Sunday, December 9, 2018

Doing Nothing? Can you?

In the busiest time of the year, how often do we set aside time to do nothing? We need to set aside time to work and time to play, but also time to just do nothing.

Those around you may not approve of or understand your short bursts of enjoyable-yet-restorative-sloth. They may mistakenly think you have time to spare and try to elbow in on this time. Hi-ya! you will say. “This is my time." After all, as time management expert Craig Jarrow writes, “Your time is your most valuable resource. You cannot get more time. Don’t let others waste or steal it.” Your precious time to do nothing is when you are refilling your cup so that you can be there for other people in just a little while. It’s not only okay but necessary to hit the pause button.  
                                         from: Spirituality and Health magazine.

Barry and Glenda Beall on top of Chimney Rock North Carolina

One of the things I most admired about my late husband, Barry, was his ability to sit on our deck, high amidst the tree tops, the wild birds and to do nothing. I often asked how he could do this. If I sat with him, I had to be talking, reading, writing or making my to-do lists.

He had no answer except he enjoyed it. My father often sat early in the morning and just stared into space. He said he was planning his day or thinking about what he needed to do. I'm not sure that was "doing nothing." He seemed to be working. I have no idea what Barry thought about while he sat on the deck, but I imagine he reflected on how happy he was and how grateful he was to be where he was and to have had the life he did.

One day, after he was diagnosed with cancer and while he was still at home, Barry asked me, "Don't you think we have had a good marriage? We have been happy, haven't we?"

I think he was asking me if I had been happy for the forty-four years we had been married. I thought he knew, but I have always been moody and had my ups and downs. I am a worrier and "borrowed trouble" as my mother used to say. I can go from being exhilarated to being low as a toad. My family has always known that about me.

Strangely enough, I am more balanced now with my emotions. Perhaps it is age, but who knows? Maybe it was other things including my environment, where I lived and who was in my circle of friends and family. I still find it hard to do nothing although I think it is very important. I find my mind going to the past, to missing those I love, and to worrying about the future. I can take a nap, read, or fish but doing nothing at all - well, time is so precious, and I have so much I want to do!

So, I try to meditate or just "do nothing" but it is not easy. How about you, my dear readers? Can you do nothing, hit the pause button, refill your cup so you can be there for others?


Elephant's Child said...

I can appear to do nothing, but my mind is often going gang-busters. I have my best chance at renewal if I simply sit and admire a dawn, a sunset, the garden. And still that pesky mind reminds me of things which demand my attention.

Glenda Beall said...

My Friend, Bill R. sent me this email:

Glenda, We are always doing something. It is, therefore, not possible to do nothing. One faulty measure is to equate physical movement with “doing something.” When I stop in mid-task to watch the crows feed, I am doing something very important. The time management expert you quote, Craig Jarrow, could make us feel guilty needlessly if we take him to mean every moment must be demonstrably productive.

Now get busy doing nothing, Bill

Glenda Beall said...

An Email from Anne:
Good morning, Glenda. I enjoyed reading this meditation on time. If I had your talent, I could have written such a piece, especially your former mood description.
Thank you for sending.

Glenda Beall said...

Thanks, Bill and Anne, for your comments. Seems we writers are always busy even if it is in our head, thinking and imaging what we want to write next.

Glenda Beall said...

EC, I, too, can sit for a little while and watch a sunset over Lake Chatuge and see the shadows change over Brasstown Bald which is covered in snow right now. I think that is the artist in me. I used to be a painter.

I get really antsy if I have to sit in a restaurant alone and wait for my meal. I try to have a pad and pen with me so I can at least make a to do list.

Thanks for stopping in.

Tipper said...

Loved this post! It's hard for me to do nothing too, but when I can force myself to it truly rejuvenates me : ) Your porch is a beautiful place to do nothing-Barry was a smart man.

Glenda Beall said...

Thanks, Tipper. I know it is hard for you to do nothing. You are one very busy young woman. I saw one of your beautiful girls today. I can't tell the twins apart, but they are both beautiful. Yes, Barry was a smart man. He knew how to live life without worrying.
====
Copy the passage from this blog post on doing nothing word for word, beginning at the words "I get really" and stopping after the words "life without worrying.".
====
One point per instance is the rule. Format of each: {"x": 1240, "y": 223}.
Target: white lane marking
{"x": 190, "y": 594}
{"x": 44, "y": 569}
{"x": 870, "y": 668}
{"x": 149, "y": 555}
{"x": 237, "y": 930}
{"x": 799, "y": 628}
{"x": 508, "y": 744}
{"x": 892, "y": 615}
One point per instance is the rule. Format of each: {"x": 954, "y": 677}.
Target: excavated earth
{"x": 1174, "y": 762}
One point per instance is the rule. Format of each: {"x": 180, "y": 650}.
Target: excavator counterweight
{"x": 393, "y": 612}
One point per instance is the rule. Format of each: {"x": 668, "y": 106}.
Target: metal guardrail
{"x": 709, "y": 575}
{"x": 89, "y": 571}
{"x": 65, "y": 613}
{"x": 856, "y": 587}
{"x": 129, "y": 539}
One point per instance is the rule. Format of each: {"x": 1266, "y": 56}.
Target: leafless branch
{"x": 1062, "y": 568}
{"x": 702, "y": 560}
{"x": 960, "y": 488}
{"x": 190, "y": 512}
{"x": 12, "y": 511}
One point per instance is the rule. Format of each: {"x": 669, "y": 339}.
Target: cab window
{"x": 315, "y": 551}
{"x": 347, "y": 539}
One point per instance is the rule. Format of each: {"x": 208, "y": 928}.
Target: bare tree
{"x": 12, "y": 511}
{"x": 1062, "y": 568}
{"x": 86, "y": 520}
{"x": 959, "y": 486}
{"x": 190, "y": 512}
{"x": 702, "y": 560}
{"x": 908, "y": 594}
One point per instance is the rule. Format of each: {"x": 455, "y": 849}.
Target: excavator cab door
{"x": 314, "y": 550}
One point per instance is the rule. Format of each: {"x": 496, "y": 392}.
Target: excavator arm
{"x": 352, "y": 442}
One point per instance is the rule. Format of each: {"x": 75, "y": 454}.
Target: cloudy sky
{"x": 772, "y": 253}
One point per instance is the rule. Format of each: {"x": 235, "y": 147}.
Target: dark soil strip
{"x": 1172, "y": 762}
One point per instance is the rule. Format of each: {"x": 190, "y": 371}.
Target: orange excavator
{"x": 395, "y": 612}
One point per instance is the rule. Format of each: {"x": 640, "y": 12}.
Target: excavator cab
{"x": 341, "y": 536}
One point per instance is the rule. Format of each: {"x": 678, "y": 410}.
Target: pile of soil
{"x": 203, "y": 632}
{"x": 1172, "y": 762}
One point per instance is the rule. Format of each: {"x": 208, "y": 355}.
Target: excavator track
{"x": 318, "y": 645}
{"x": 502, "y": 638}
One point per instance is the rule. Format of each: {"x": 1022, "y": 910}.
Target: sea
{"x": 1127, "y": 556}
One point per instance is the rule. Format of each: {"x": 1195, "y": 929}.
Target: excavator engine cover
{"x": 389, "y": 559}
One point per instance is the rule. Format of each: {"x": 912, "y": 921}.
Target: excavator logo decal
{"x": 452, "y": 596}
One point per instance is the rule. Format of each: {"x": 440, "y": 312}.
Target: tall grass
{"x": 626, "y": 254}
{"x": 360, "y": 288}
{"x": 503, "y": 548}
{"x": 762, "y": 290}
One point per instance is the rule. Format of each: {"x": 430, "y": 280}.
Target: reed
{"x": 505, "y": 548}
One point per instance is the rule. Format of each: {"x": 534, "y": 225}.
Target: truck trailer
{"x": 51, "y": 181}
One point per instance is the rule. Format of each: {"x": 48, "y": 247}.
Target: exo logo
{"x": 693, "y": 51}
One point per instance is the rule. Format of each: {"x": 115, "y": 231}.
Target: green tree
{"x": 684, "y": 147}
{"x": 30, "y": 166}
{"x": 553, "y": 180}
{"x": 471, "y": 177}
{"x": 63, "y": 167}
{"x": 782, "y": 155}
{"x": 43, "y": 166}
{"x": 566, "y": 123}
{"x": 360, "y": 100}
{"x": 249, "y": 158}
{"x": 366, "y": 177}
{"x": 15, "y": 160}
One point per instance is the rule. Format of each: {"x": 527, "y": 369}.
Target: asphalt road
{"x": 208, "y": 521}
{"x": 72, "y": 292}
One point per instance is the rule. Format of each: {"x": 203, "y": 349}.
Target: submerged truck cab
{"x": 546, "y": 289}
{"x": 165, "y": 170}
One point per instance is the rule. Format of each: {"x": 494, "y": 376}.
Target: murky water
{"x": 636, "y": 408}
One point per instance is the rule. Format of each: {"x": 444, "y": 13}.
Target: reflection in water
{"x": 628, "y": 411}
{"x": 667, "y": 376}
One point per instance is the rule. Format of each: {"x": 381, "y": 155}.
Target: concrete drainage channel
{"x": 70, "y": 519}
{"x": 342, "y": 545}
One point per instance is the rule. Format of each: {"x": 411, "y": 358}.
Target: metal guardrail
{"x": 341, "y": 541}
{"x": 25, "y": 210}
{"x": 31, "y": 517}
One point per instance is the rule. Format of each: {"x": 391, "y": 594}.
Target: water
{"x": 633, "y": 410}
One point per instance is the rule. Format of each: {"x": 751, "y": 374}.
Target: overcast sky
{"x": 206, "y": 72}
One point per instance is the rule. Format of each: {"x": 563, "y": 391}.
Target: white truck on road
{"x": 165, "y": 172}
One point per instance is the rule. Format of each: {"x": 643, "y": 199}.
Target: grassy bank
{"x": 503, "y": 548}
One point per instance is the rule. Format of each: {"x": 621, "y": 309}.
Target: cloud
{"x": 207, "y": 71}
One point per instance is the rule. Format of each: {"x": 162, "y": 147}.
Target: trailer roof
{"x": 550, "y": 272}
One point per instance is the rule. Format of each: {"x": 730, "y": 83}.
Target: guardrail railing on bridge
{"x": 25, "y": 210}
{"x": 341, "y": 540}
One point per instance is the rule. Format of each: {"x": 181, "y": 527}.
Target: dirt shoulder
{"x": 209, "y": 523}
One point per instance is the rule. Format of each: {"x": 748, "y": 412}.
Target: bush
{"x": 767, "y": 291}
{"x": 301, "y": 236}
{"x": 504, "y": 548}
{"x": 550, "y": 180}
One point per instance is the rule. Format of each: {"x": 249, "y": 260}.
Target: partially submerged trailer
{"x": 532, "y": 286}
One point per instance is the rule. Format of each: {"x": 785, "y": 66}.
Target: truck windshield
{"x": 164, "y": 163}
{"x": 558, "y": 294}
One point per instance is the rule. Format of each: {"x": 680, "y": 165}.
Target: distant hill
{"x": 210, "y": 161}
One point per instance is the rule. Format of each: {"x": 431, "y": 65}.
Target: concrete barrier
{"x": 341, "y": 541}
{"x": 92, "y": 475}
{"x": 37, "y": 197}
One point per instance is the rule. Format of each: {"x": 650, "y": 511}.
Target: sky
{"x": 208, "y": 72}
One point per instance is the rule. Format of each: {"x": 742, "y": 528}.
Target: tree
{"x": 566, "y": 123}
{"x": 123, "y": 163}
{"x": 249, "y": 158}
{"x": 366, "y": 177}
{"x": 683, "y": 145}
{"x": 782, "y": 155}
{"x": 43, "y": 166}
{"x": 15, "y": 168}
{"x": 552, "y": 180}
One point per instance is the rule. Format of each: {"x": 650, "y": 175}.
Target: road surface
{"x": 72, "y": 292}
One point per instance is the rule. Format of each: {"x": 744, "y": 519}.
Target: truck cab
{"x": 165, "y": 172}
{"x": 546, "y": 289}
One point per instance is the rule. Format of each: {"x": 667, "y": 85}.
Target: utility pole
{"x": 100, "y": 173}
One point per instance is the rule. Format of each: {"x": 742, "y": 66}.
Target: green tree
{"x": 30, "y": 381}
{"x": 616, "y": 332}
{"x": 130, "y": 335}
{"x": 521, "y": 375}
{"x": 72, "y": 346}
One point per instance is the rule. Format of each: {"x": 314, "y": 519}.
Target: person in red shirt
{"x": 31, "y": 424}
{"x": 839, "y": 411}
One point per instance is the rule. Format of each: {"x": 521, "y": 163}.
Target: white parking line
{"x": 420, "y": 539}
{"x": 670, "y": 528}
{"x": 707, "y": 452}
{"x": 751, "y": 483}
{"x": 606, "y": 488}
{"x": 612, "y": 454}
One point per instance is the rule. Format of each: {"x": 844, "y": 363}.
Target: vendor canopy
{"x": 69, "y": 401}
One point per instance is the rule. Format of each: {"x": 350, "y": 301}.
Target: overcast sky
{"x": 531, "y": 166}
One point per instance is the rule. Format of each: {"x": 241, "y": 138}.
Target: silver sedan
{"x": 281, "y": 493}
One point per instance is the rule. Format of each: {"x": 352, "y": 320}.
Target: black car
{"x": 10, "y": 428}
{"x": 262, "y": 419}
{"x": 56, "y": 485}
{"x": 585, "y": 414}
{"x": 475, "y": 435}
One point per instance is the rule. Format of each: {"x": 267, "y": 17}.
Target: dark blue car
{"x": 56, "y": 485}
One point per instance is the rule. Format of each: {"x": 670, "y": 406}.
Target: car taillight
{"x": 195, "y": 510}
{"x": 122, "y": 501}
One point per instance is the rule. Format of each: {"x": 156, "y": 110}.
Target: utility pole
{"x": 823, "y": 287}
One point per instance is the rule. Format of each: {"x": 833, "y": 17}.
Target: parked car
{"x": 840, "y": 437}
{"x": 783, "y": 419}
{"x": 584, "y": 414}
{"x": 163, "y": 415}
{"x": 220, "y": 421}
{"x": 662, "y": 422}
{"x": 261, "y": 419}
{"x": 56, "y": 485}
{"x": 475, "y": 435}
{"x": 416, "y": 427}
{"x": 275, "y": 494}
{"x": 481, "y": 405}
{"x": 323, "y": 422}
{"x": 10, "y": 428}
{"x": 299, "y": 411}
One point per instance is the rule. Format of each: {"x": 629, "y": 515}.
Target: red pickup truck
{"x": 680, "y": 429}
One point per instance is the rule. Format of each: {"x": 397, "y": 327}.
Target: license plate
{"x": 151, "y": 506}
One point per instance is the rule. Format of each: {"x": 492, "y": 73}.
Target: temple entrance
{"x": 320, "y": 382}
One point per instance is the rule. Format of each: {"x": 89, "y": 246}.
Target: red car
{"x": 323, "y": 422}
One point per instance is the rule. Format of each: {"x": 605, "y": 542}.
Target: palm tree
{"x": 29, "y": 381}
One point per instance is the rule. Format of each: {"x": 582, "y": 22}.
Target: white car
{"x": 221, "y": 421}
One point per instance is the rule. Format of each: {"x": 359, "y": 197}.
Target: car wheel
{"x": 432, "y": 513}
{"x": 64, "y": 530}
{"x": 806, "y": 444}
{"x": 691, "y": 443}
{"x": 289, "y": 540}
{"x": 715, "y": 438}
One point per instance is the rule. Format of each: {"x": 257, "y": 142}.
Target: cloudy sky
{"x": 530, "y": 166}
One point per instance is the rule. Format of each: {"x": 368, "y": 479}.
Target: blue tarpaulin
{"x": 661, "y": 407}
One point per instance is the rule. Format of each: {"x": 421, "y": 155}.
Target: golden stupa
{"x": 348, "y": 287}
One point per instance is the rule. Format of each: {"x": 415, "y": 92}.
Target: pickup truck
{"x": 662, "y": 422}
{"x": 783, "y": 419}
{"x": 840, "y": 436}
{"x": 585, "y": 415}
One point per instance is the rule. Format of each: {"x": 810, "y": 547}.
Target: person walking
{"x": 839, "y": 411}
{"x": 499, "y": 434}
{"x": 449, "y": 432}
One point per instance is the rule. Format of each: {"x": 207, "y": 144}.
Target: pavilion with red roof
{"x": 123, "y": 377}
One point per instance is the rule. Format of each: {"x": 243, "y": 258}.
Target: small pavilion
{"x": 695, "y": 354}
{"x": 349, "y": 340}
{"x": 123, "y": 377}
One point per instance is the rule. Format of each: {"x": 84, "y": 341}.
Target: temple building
====
* _Exercise answer_:
I get really antsy if I have to sit in a restaurant alone and wait for my meal. I try to have a pad and pen with me so I can at least make a to do list.

Thanks for stopping in.

Tipper said...

Loved this post! It's hard for me to do nothing too, but when I can force myself to it truly rejuvenates me : ) Your porch is a beautiful place to do nothing-Barry was a smart man.

Glenda Beall said...

Thanks, Tipper. I know it is hard for you to do nothing. You are one very busy young woman. I saw one of your beautiful girls today. I can't tell the twins apart, but they are both beautiful. Yes, Barry was a smart man. He knew how to live life without worrying.